## Input data
○ ○ ○ ○ ○
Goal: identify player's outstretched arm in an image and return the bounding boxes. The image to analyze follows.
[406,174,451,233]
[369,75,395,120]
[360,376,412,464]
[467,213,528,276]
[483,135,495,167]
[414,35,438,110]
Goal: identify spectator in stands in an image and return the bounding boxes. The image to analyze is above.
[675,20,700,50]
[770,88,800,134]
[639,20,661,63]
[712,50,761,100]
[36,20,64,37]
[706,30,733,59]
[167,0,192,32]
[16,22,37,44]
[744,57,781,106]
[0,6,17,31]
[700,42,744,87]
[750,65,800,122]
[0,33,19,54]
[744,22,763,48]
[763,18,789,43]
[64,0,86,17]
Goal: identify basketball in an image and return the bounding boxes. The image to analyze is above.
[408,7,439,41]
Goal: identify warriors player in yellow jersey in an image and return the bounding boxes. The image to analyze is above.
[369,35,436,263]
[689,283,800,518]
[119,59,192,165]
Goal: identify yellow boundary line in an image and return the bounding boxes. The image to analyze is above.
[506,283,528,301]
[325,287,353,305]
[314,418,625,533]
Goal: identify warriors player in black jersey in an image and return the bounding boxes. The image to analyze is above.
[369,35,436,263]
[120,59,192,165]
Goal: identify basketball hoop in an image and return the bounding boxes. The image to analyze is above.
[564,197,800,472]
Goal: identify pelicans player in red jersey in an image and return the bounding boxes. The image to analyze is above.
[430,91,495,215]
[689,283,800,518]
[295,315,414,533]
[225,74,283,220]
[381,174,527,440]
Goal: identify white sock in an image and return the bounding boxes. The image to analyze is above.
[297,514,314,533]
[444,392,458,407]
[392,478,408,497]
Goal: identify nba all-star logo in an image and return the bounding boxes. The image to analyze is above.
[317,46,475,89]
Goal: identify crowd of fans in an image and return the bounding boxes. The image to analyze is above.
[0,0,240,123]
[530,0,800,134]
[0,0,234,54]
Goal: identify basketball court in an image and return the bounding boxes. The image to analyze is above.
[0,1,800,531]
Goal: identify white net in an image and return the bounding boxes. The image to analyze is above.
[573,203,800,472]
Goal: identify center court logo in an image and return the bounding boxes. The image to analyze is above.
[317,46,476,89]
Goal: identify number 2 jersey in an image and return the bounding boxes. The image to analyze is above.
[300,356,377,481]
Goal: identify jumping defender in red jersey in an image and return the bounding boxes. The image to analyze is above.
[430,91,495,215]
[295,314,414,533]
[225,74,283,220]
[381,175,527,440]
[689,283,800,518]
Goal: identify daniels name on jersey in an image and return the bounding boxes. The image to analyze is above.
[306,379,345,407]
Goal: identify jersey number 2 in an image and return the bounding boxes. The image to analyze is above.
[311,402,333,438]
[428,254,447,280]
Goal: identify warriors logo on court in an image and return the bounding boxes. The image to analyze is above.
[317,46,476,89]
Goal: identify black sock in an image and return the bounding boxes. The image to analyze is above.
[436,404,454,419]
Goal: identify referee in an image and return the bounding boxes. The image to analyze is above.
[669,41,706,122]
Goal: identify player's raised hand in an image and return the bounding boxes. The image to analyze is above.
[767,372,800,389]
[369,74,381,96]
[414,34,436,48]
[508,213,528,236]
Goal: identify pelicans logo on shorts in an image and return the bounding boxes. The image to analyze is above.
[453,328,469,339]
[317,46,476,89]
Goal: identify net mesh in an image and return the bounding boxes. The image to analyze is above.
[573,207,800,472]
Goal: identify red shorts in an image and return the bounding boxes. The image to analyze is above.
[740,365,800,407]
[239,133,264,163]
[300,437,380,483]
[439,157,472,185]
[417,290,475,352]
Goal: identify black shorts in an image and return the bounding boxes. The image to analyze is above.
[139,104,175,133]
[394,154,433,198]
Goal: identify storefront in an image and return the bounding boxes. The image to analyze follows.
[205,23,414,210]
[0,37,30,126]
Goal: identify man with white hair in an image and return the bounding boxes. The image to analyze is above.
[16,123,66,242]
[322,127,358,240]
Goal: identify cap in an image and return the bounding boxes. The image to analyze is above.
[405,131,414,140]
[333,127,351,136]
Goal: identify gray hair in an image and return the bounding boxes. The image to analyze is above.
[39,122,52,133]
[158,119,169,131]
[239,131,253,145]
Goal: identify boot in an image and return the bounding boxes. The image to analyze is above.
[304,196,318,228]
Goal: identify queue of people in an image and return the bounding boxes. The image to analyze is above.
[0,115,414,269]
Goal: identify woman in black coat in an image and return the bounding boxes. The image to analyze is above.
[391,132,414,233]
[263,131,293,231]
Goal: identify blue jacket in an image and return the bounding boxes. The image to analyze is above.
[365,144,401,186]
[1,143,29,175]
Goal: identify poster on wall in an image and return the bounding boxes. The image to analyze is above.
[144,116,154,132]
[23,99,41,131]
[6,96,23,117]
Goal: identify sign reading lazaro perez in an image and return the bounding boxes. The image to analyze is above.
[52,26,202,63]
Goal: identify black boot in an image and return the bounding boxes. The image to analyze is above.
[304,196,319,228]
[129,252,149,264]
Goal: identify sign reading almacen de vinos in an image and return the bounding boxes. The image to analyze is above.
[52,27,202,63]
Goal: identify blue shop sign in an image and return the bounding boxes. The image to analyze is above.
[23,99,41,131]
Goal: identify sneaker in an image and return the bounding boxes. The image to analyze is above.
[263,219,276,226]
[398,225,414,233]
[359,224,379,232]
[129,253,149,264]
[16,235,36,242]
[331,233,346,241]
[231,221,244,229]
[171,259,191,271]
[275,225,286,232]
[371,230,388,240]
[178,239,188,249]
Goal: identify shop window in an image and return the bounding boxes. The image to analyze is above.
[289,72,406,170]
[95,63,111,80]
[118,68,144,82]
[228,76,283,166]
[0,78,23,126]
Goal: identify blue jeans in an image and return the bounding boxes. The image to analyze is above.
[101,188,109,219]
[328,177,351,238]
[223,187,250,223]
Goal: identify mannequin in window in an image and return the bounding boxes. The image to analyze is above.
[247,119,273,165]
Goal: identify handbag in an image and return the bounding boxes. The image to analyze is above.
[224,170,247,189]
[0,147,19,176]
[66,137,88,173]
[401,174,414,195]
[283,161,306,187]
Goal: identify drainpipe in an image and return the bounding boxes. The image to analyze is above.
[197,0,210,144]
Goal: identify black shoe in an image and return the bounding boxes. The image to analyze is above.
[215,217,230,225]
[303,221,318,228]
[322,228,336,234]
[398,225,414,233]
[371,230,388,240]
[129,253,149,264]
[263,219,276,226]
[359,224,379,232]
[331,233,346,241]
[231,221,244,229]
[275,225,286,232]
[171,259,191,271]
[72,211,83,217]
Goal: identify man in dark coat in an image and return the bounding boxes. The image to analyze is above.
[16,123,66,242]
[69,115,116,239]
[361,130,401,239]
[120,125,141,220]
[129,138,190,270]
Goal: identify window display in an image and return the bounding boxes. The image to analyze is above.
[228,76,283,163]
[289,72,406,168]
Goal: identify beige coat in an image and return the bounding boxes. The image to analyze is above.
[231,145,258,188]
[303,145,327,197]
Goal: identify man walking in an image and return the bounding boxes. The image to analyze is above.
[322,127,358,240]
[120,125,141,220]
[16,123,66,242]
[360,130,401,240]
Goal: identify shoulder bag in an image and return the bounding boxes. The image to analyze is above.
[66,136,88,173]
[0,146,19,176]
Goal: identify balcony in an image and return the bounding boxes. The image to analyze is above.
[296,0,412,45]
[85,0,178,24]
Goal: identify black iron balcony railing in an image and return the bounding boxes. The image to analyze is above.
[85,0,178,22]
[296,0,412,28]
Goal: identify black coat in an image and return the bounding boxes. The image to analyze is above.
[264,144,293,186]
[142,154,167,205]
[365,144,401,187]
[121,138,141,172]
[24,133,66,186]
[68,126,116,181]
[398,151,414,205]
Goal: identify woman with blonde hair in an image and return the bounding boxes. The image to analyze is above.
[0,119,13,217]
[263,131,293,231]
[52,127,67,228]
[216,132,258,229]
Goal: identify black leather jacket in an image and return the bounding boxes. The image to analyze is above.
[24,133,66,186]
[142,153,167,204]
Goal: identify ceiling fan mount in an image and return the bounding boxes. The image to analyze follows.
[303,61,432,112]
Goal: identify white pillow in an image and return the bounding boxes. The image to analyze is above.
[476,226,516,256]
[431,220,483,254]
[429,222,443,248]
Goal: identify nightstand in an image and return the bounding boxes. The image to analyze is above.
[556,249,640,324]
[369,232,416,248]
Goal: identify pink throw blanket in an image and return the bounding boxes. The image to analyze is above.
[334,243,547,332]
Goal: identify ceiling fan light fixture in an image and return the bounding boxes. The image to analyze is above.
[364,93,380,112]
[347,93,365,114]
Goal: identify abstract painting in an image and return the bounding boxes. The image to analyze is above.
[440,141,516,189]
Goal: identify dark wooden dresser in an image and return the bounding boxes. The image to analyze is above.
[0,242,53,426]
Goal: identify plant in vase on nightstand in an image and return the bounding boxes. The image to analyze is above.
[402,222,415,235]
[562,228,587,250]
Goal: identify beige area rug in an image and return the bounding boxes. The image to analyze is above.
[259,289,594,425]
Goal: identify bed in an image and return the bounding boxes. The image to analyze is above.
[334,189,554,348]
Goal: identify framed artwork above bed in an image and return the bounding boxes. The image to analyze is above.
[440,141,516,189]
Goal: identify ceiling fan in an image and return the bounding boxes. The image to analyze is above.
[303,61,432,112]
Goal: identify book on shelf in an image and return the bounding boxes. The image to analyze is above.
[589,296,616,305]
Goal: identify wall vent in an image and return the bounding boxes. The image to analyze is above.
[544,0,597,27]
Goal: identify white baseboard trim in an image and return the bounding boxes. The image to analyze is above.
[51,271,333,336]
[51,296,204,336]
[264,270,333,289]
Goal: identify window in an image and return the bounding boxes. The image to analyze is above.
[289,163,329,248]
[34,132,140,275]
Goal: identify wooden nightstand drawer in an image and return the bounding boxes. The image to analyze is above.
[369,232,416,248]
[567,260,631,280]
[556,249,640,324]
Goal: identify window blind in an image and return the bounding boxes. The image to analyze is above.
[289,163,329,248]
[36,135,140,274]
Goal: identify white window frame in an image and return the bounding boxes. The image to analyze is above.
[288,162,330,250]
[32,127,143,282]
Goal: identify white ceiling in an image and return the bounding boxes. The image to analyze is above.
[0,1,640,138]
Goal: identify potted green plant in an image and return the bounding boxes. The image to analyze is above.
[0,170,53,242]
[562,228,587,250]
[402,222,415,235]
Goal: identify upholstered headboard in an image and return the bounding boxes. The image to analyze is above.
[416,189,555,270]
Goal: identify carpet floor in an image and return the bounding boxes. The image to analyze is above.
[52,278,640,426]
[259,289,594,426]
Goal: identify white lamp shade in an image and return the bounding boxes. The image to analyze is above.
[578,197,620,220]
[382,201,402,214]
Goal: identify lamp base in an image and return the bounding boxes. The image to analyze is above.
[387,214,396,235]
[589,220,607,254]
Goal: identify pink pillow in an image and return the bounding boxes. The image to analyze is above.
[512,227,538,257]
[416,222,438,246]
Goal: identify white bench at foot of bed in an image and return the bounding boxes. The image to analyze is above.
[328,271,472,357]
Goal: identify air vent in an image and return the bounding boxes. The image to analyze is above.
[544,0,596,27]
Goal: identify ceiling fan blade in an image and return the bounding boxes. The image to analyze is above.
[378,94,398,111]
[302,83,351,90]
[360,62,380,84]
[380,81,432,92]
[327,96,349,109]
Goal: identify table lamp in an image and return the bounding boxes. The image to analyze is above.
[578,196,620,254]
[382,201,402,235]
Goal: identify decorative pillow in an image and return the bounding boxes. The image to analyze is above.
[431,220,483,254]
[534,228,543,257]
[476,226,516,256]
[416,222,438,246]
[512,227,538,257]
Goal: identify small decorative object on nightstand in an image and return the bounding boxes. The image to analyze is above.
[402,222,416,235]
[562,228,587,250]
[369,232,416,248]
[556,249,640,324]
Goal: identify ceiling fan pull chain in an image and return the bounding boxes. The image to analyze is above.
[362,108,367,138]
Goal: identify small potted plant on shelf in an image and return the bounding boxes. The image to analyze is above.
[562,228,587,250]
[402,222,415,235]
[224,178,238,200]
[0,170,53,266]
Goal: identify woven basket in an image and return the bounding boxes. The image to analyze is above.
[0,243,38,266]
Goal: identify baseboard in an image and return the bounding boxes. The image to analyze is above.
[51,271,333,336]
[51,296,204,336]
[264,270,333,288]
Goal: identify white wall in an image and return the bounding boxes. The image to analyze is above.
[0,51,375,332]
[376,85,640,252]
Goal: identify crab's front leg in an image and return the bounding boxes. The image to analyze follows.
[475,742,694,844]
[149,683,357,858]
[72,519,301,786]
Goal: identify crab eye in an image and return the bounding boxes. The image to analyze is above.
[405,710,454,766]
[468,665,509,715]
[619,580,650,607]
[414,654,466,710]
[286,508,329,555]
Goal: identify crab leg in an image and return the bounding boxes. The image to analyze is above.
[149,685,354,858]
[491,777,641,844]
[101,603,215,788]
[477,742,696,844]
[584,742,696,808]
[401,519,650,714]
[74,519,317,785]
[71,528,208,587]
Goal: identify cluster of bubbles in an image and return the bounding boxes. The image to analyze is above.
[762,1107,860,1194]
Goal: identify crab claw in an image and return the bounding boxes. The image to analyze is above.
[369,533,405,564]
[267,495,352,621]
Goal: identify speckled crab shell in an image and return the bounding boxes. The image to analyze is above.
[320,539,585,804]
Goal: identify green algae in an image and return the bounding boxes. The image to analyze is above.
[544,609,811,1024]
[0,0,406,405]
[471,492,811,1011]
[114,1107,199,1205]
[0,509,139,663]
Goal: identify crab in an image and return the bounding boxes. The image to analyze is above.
○ ○ ○ ○ ○
## What you are asked to do
Convert the material, from its start up to and including the line with "[573,203,800,472]", into a Markdown table with the columns Row and Entry. Number each line under Row, put the line itself under Entry, and leave out blank lines.

## Reply to the exercise
| Row | Entry |
|---|---|
| 1 | Goal: identify player's outstretched arm in an image and return the bounding boxes. The image to analyze follows. |
| 2 | [406,174,451,233] |
| 3 | [369,75,395,120] |
| 4 | [360,376,412,464] |
| 5 | [467,213,528,276] |
| 6 | [483,135,495,167] |
| 7 | [414,35,438,110] |
| 8 | Goal: identify spectator in stands in an image and return the bounding boxes. The image to analyze is above. |
| 9 | [675,20,700,50] |
| 10 | [770,88,800,134] |
| 11 | [639,20,661,63] |
| 12 | [712,50,761,100] |
| 13 | [36,20,64,37] |
| 14 | [706,30,733,59] |
| 15 | [167,0,192,32] |
| 16 | [16,22,37,44] |
| 17 | [744,57,781,106] |
| 18 | [0,6,17,31] |
| 19 | [700,42,744,87] |
| 20 | [750,65,800,122] |
| 21 | [0,33,19,54] |
| 22 | [744,22,763,48] |
| 23 | [763,18,789,43] |
| 24 | [64,0,86,17] |
| 25 | Goal: identify basketball in an image and return the bounding boxes. The image to analyze is above. |
| 26 | [408,7,439,41] |
| 27 | Goal: identify warriors player in yellow jersey in an image and return the bounding boxes. The image to analyze is above. |
| 28 | [369,35,436,263] |
| 29 | [689,283,800,518] |
| 30 | [119,59,192,165] |
| 31 | Goal: identify yellow boundary line in an image and return the bounding boxes. The image to analyze is above. |
| 32 | [506,283,528,301] |
| 33 | [325,287,353,305] |
| 34 | [314,418,625,533] |
| 35 | Goal: identify warriors player in black jersey in an image and return the bounding boxes. The image to analyze is above. |
| 36 | [369,35,436,263] |
| 37 | [120,59,192,165] |
| 38 | Goal: identify basketball hoop in an image and return the bounding boxes. The image to analyze is above. |
| 39 | [564,197,800,472] |
| 40 | Goal: identify pelicans player in red jersey in an image and return the bounding boxes. The image to analyze is above. |
| 41 | [430,91,495,215] |
| 42 | [689,283,800,518] |
| 43 | [295,315,414,533] |
| 44 | [225,74,283,220] |
| 45 | [381,174,527,440] |
| 46 | Goal: identify white sock in an image and return the bounding boxes. The image to analyze is above. |
| 47 | [297,514,314,533] |
| 48 | [444,392,458,407] |
| 49 | [392,478,408,497] |
| 50 | Goal: identify nba all-star logo in an image and return the bounding boxes. The image to analyze is above. |
| 51 | [317,46,475,89] |
| 52 | Goal: identify crowd of fans in an image and return the bounding boxes. The image to analyze is above. |
| 53 | [0,0,240,123] |
| 54 | [530,0,800,134] |
| 55 | [0,0,234,54] |
| 56 | Goal: identify basketball court in an image and return the bounding boxes. The image to analyze is above. |
| 57 | [0,1,800,531] |
| 58 | Goal: identify white net in an image and return the bounding boxes. The image to analyze is above. |
| 59 | [573,203,800,472] |